Render the records below as a two-column CSV with the headers text and answer, one row per record, putting each field in double quotes and replacing line breaks inside a field with spaces. Leave the pictures out.

[Stored records]
··········

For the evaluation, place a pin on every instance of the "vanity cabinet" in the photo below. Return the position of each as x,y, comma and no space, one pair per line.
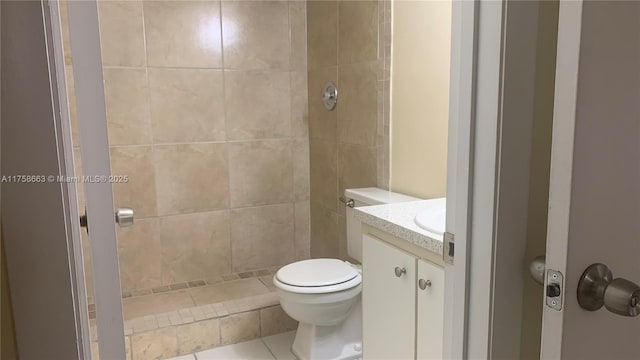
400,319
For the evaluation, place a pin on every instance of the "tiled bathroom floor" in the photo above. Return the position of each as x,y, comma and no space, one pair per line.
275,347
140,306
185,321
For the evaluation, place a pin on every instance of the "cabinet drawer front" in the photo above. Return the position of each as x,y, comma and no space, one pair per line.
430,311
388,301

··········

Output of the exercise.
text,answer
"For the evaluation, place a pin on every instance of the ""vanity cabinet"" in the photo below. Return the position of each as x,y, comma and no space, one pair per line.","400,319"
"For the evaluation, place a pin on every instance of the ""tiled bathroom floor"" in the photo above. Return the position of each as x,y, comma and no space, one pair per line.","275,347 140,306 185,321"
"For the evaluation, place a pin on every instance of the ""cabinet drawer front"" in the photo above. Return the position of each as x,y, comma and no space, one pair per line.","430,311 388,301"